Copy all of the material below exactly.

····················

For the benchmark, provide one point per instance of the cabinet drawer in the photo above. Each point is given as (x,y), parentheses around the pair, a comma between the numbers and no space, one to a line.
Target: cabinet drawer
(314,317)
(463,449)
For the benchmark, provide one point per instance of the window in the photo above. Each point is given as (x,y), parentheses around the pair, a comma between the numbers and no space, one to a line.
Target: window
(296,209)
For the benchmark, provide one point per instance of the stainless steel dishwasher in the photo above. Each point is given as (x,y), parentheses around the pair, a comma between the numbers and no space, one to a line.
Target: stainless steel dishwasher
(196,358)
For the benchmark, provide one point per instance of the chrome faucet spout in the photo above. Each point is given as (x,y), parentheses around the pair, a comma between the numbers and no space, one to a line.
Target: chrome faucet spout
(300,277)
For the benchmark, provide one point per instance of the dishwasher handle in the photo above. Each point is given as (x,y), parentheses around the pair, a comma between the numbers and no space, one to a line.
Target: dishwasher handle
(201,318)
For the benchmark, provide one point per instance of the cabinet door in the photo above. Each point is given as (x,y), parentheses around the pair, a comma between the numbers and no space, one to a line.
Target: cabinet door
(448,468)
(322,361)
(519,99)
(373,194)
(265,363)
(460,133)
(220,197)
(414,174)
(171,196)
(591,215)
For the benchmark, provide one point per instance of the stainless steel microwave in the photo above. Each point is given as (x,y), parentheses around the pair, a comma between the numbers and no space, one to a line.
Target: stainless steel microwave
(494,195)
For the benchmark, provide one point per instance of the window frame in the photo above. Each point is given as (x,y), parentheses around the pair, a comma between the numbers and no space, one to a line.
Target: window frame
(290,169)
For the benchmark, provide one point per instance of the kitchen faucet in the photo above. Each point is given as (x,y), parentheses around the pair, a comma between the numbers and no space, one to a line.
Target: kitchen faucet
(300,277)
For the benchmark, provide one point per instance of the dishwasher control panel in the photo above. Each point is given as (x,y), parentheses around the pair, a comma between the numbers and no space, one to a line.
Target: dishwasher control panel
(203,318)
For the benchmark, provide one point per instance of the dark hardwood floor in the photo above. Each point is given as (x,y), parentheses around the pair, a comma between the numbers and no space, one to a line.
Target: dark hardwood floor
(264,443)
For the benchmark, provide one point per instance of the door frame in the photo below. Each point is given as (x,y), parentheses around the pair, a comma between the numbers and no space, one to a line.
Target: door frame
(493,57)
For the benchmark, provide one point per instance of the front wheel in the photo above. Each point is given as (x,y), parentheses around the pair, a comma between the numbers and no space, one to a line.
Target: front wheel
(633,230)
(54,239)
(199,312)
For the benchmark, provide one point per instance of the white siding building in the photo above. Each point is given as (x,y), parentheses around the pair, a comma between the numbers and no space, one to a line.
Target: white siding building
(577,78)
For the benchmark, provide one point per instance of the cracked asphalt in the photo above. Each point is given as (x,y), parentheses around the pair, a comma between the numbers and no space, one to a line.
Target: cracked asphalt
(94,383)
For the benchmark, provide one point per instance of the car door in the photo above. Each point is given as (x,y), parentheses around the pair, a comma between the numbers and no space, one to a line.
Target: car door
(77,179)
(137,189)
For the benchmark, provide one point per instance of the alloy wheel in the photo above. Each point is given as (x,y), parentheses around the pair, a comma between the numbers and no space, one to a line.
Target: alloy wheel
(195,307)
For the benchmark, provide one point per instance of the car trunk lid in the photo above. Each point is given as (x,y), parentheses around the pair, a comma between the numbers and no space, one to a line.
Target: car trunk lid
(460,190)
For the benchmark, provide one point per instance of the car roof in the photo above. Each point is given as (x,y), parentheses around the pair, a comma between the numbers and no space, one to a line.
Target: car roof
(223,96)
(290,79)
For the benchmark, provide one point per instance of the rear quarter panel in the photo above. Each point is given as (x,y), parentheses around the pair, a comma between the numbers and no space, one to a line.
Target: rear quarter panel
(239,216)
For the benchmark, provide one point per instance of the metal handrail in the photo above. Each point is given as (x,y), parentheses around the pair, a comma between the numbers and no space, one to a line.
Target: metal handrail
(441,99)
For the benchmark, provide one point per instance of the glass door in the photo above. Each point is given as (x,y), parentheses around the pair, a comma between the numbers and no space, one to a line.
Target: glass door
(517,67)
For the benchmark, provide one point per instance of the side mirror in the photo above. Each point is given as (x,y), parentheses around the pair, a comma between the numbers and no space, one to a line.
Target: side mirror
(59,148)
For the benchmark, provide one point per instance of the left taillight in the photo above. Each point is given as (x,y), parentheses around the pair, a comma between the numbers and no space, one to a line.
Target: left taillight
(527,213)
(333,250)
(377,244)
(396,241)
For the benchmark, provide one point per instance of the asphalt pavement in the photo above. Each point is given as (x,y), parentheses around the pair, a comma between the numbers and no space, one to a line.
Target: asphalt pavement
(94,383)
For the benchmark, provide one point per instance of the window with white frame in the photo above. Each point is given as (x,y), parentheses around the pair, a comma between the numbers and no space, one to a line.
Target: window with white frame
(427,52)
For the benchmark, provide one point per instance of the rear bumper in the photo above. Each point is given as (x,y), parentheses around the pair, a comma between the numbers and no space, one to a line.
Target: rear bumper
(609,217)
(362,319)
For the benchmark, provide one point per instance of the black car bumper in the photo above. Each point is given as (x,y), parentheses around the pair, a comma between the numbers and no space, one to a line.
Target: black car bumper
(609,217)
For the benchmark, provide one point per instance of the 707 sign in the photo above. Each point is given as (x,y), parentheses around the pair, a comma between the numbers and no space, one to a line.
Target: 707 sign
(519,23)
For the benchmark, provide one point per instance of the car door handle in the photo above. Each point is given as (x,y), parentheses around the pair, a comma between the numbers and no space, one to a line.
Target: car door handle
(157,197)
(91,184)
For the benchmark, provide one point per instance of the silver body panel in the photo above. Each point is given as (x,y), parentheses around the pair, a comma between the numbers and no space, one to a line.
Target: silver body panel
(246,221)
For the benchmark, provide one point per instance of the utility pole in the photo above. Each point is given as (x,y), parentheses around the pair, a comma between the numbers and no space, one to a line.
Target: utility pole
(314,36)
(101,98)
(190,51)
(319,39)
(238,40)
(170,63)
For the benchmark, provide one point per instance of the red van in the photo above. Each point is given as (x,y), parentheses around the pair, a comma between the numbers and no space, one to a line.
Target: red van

····················

Final answer:
For the benchmark, provide one point per instance of the cabinet drawer in the photo above. Each point is given as (x,y), parentheses around the pair, a comma between the numbers and no space, one to a line.
Target: cabinet drawer
(314,317)
(463,449)
For the benchmark, provide one point per instance of the window in the photo above. Each point is given as (x,y), parentheses around the pair, a comma between the numbers and no space, one to a line.
Target: window
(296,209)
For the benchmark, provide one point per instance of the stainless steel dishwasher in the photo above. Each point is given as (x,y), parentheses around the pair, a comma between the numbers and no space, one to a line.
Target: stainless steel dishwasher
(196,358)
For the benchmark, provide one point per instance of the chrome faucet spout in the photo above. Each point is given as (x,y), parentheses around the pair, a comma between the numbers and no space, one to a line.
Target: chrome faucet spout
(300,277)
For the benchmark, provide one point per instance of the dishwasher handle in the photo above. Each point is given as (x,y), parentheses around the pair, a comma between the numbers and no space, one to a line.
Target: dishwasher handle
(201,318)
For the benchmark, provide one point per instance of the cabinet door in the photo above. Each point is given as (x,y), parentheses around the pair, a comma between the numbers and no space, one to a line.
Target: cabinet door
(448,468)
(322,361)
(519,99)
(373,194)
(265,363)
(460,133)
(220,197)
(414,174)
(171,196)
(591,215)
For the benchmark, provide one point per instance of the stainless steel microwave in the photo above. Each point is given as (x,y), parentheses around the pair, a comma between the numbers and no space, one to a line.
Target: stainless steel microwave
(494,195)
For the benchmark, provide one point per instance of the window frame in the photo above. Each point is given as (x,y), parentheses around the pair, a comma between the numbers and no space, one to a line.
Target: window frame
(290,169)
For the benchmark, provide one point per instance of the kitchen faucet in the photo above. Each point is given as (x,y), parentheses around the pair, a comma between the numbers and no space, one to a line.
Target: kitchen faucet
(300,277)
For the benchmark, provide one point per instance of the dishwasher control panel in the photo above. Each point is given as (x,y), parentheses around the pair, a comma between the numbers and no space, one to a line.
Target: dishwasher control panel
(203,318)
For the benchmark, provide one point per instance of the dark hardwood floor in the photo above. Each point is given as (x,y), parentheses around the pair, a comma between the numbers and no space, one to a line.
Target: dark hardwood floor
(264,443)
For the benchmark, provide one point per instance of the door frame in the photo below. Each point is given as (x,y), parentheses around the pair, a comma between the numbers and no space, one to a line.
Target: door frame
(493,57)
For the benchmark, provide one point per instance of the front wheel in the photo above. Each point is given as (x,y), parentheses around the pair, a comma between the numbers and no space, one to a line.
Target: front wheel
(633,230)
(54,239)
(199,312)
For the benchmark, provide one point per instance of the white siding building in the photo above. Each point is given as (x,y), parentheses around the pair, a comma between the numbers and no space, one to a line.
Target: white siding building
(577,78)
For the benchmark, provide one point per instance of the cracked asphalt in the photo above. Each point is given as (x,y), parentheses around the pair, a comma between the numbers and no space, one to a line.
Target: cracked asphalt
(94,383)
For the benchmark, provide one point per instance of the car door in the photo above. Each point is given as (x,y), parentheses around the pair, a comma between the numbers and no space, one to a line.
Target: car door
(77,179)
(137,189)
For the benchmark, provide one point per instance of the alloy wheel in the photo above. Each point is given as (x,y), parentheses around the pair, a comma between the numbers and no space, one to a line.
Target: alloy wheel
(195,307)
For the benchmark, provide one point per instance of the car trunk lid in the photo above. Each point is given as (x,y), parentheses around the pair, a comma between the numbers and no space, one to a line.
Target: car trunk lid
(460,190)
For the benchmark, provide one point per instance of the car roof in the photo above. Each point is given as (x,y), parentheses around the pair, a comma between the numbers and no space, one to a line.
Target: car roof
(223,96)
(290,79)
For the benchmark, provide one point per instance of the rear quarter panel in the photo above. Each point is given as (x,y), parentheses around the pair, a comma between the numbers and no space, one to a line.
Target: rear quarter panel
(239,216)
For the benchmark, provide one point per instance of the metal handrail in the photo above. Each point is given as (x,y), parentheses around the pair, a comma between the numbers and no space, one to a line.
Target: metal handrail
(441,99)
For the benchmark, provide one point per instance of the glass door in the photo above. Each point is given as (x,y), parentheses around the pair, a comma between the numbers and no space, one to a line.
Target: glass door
(517,67)
For the benchmark, provide one point per instance of the side mirror in the photo above. Each point is given as (x,y), parentheses around the pair, a comma between the numbers and no space, one to a line.
Target: side mirror
(59,148)
For the benchmark, provide one point per instance of the left taillight in the photo above. Each point is given as (x,y), parentheses around the pair, a comma between the numbers and no space, one to a line.
Target: left taillight
(527,213)
(333,250)
(377,244)
(396,241)
For the benchmark, provide one point per instance of the asphalt pavement in the photo above. Each point is given as (x,y), parentheses around the pair, a comma between the numbers and no space, one to a line.
Target: asphalt pavement
(94,383)
For the benchmark, provide one point per instance of the window with white frame in the photo above. Each point is given as (x,y), parentheses around the pair, a comma between the numbers and no space, one to a line.
Target: window with white frame
(427,52)
For the benchmark, provide one point per instance of the rear bumper in the photo above. Each point is given as (x,y), parentheses around the pair, a comma between the numbers and no space, one to a line.
Target: rear bumper
(609,217)
(362,319)
For the benchmark, provide one point per instance of the black car bumper in the photo above. Each point is given as (x,y), parentheses around the pair, a comma between the numbers and no space, one to a line.
Target: black car bumper
(609,217)
For the benchmark, provide one point per instance of the 707 sign in the photo above. Each point is given as (x,y), parentheses around the pair, a comma between the numbers and no space, one to a line.
Target: 707 sign
(519,23)
For the benchmark, provide one point per instance of the car door handle in the photo above. Each point is given as (x,y), parentheses around the pair, a comma between the numbers and no space, one to a line.
Target: car door handle
(157,197)
(91,184)
For the benchmark, provide one point per instance of the silver body panel in the photo above. Each point is given as (x,y), parentheses around the pair, a comma between the numbers and no space, one to a line.
Target: silver body panel
(246,221)
For the benchmark, provide one point per instance of the utility pole in the photo above. Each point is given as (x,y), parentheses around the pair, a comma between the numbers and no space, one to a line.
Target: utility pole
(314,36)
(101,98)
(190,51)
(319,39)
(238,40)
(170,63)
For the benchmark, provide one point per instance of the red van in the photo above. Each point is given as (x,y), parentheses around the pair, a comma between the numbers and no space, one to a line.
Target: red van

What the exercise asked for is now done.